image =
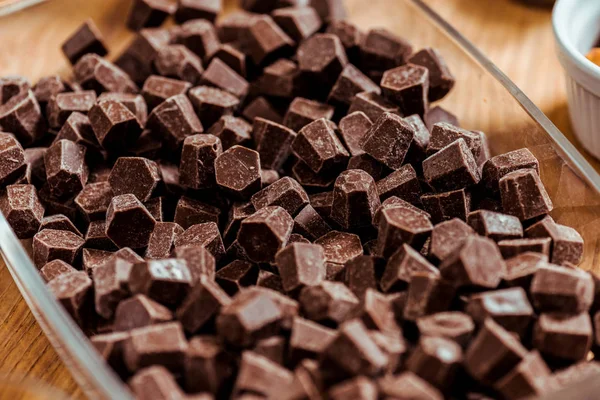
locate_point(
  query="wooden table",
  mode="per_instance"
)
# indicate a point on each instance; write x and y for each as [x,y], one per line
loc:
[517,38]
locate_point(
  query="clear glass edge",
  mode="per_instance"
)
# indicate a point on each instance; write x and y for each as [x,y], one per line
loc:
[78,346]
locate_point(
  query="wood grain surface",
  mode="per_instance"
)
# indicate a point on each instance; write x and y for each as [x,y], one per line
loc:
[517,38]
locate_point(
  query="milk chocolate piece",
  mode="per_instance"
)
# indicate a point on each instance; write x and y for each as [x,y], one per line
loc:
[237,171]
[477,262]
[155,382]
[86,39]
[261,108]
[521,269]
[401,225]
[322,57]
[353,128]
[199,36]
[206,235]
[448,205]
[231,130]
[115,126]
[436,359]
[493,353]
[281,79]
[514,247]
[22,209]
[355,199]
[207,365]
[264,233]
[139,311]
[409,385]
[567,244]
[451,168]
[190,212]
[62,105]
[159,344]
[162,240]
[527,379]
[401,265]
[319,147]
[388,140]
[166,281]
[354,352]
[111,284]
[221,76]
[563,336]
[302,112]
[496,167]
[175,120]
[310,224]
[286,193]
[128,222]
[55,269]
[363,273]
[561,289]
[298,22]
[402,183]
[11,86]
[59,222]
[137,59]
[201,306]
[95,73]
[373,105]
[265,41]
[340,247]
[22,116]
[199,260]
[452,325]
[157,89]
[273,142]
[51,244]
[74,292]
[441,80]
[447,236]
[300,265]
[251,316]
[382,50]
[198,9]
[149,13]
[258,374]
[494,225]
[12,159]
[427,294]
[95,236]
[349,83]
[510,308]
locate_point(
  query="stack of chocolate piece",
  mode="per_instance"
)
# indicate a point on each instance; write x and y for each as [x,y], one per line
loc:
[271,207]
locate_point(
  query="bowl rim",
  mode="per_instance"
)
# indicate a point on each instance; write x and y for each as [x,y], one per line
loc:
[586,69]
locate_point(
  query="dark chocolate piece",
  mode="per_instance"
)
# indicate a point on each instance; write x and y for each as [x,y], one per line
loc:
[86,39]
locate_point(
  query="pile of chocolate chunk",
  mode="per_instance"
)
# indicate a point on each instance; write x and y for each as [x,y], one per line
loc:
[270,207]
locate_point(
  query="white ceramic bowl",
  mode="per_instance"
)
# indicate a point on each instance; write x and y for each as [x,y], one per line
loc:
[576,26]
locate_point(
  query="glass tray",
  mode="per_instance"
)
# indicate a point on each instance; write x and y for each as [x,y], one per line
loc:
[483,98]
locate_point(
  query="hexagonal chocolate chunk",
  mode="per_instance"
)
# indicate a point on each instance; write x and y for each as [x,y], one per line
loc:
[355,199]
[134,175]
[328,302]
[51,244]
[265,232]
[115,126]
[128,222]
[237,171]
[22,209]
[22,116]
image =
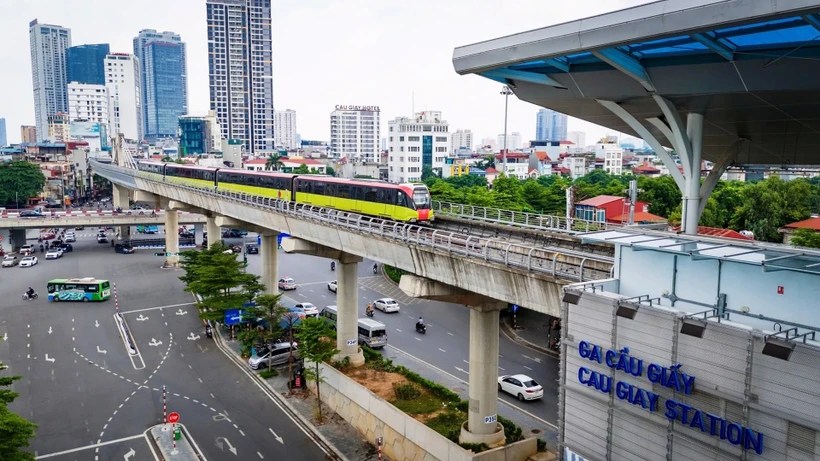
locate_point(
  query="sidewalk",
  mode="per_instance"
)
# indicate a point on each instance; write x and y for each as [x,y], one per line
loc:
[335,430]
[338,431]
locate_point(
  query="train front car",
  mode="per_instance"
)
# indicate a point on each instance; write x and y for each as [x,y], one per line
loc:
[422,201]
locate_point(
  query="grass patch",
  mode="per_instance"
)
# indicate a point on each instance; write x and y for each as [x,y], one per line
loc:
[394,273]
[448,424]
[421,405]
[268,374]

----------

#### [What the exercise asks]
The material above holds pictures; copy everything else in it exactly.

#### [Problem solution]
image =
locate_point(
  query="wooden table",
  mode="per_instance"
)
# indicate a point on each instance; write x and y for each as [x,y], one per line
loc:
[517,38]
locate_point(
  query="clear glass edge",
  mode="per_instance"
)
# indicate a point on each instance; write x and y for each as [x,y], one per line
loc:
[78,346]
locate_point(
  query="wood grain surface",
  mode="per_instance"
)
# indicate a point on each instance; write x and y for each as [x,y], one per line
loc:
[517,38]
locate_point(
  query="milk chocolate piece",
  mode="per_instance"
)
# indicate a point on each instance; write x and y for each as [x,y], one per line
loc:
[237,171]
[477,262]
[155,382]
[86,39]
[261,108]
[521,269]
[401,225]
[322,57]
[353,128]
[199,36]
[206,235]
[448,205]
[231,130]
[115,126]
[436,359]
[493,353]
[281,79]
[514,247]
[22,209]
[355,199]
[207,365]
[264,233]
[139,311]
[409,385]
[567,244]
[451,168]
[190,212]
[62,105]
[159,344]
[162,240]
[527,379]
[401,265]
[319,147]
[388,140]
[166,281]
[354,352]
[111,284]
[221,76]
[563,336]
[302,112]
[496,167]
[175,120]
[310,224]
[286,193]
[128,222]
[55,269]
[363,273]
[561,289]
[298,22]
[402,183]
[11,86]
[59,222]
[137,59]
[201,306]
[95,73]
[373,105]
[265,41]
[340,247]
[22,116]
[199,260]
[452,325]
[157,89]
[273,142]
[51,244]
[74,292]
[441,80]
[447,236]
[300,265]
[251,316]
[382,50]
[198,9]
[149,13]
[258,374]
[494,225]
[12,159]
[427,294]
[95,236]
[349,83]
[510,308]
locate_point(
  query="stack of chocolate piece",
  mode="per_instance"
)
# indicate a point on each instance; write x and y for each as [x,y], one per line
loc:
[271,207]
locate_point(
  query="bowl rim",
  mode="per_instance"
)
# indicate a point on each instance; write x and y for each as [x,y], one per line
loc:
[586,69]
locate_point(
  query="dark chocolate piece",
  mode="per_instance"
)
# indicate a point on each instance; write x and y for each as [x,y], one per line
loc:
[86,39]
locate_point(
  query="pile of chocolate chunk",
  mode="per_instance"
)
# indicate a point on each instance; write x and y for each as [x,y], one per line
loc:
[270,207]
locate_point(
  query="white ceramic bowl",
  mode="per_instance"
)
# indicate a point on each instance; write x and y for each as [x,y], one per line
loc:
[576,26]
locate_point(
  query="glass tray",
  mode="per_instance"
)
# indicate a point on each instance; write x and y for each as [x,y], one per line
loc:
[483,98]
locate_point(
  query="hexagonal chocolate chunk",
  mode="per_instance"
)
# indicate a point on each instance; write x and y for each as [x,y], one per line
loc:
[355,199]
[134,175]
[328,302]
[51,244]
[265,232]
[115,126]
[128,222]
[237,171]
[22,209]
[22,116]
image =
locate_point(
  query="sidewalk",
  mode="per_instance"
)
# indicate a point on each instance; write x and y for each as [x,y], one per line
loc:
[335,430]
[338,431]
locate_point(
  query="train front car",
  mode="per_instance"
)
# indicate a point on each instance; write x and y for each as [x,y], one per line
loc:
[422,201]
locate_point(
  query="grass patch",
  mode="per_instance"
)
# indicate a point on each instance; write x and y for each as [x,y], one per line
loc:
[394,273]
[448,424]
[421,405]
[268,374]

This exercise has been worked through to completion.